**ABOUT THIS TASK**. The article below covers losses at the Co-op's legal service division. List every company it names as remaining a threat to the established legal profession.
━━━ TEXT UNDER STUDY ━━━
Losses are disastrous for the ABS pioneer, which is now hamstrung by a toxic brand.

I suppose if you’ve posted overall losses of £2.5bn, the trifling sum of £22m is of little consequence.

Make no mistake, the bosses at the Co-op Group have bigger issues to worry about than the performance of their legal service division. In relative terms, the losses suffered by CLS are like noticing a stain on the carpet as your house is burning down. Nevertheless, these results are desperately bad for the pioneer of the Legal Services Act – the Tesco substitute in ‘Tesco Law’ – and will be greeted with schadenfreude by elements of the legal profession. Many have never forgiven CLS for suggesting that putting customers first was an ‘alien concept’ for solicitors, and will take delight in its continued struggles.

Anyone painting this as a defeat for alternative business structures would be wrong. Even if Co-op fails (and often the pioneers in any radical movement do) there are plenty of other threats from new entrants. The likes of BT, Admiral, AA and PwC will hardly be affected by the Co-op’s woes and remain very much a threat for the established profession.
━━━ INFORMATION SHOWN ━━━
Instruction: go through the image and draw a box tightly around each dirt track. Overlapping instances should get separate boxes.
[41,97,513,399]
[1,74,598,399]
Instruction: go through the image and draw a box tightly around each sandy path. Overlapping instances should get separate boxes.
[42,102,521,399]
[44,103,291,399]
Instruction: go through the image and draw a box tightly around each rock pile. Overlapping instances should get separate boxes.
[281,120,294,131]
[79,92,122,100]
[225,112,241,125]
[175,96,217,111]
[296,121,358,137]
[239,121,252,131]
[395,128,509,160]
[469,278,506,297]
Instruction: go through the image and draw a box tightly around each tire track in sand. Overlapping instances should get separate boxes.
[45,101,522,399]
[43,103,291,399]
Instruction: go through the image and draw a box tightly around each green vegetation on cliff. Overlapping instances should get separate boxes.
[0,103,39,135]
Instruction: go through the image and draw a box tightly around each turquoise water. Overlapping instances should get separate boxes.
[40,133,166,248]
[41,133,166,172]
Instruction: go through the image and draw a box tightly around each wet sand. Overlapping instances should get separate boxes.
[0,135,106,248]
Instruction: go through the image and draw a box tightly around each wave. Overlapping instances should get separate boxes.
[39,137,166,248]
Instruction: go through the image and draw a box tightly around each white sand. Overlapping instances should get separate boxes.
━━━
**ANSWER SECTION**. BT, Admiral, AA, PwC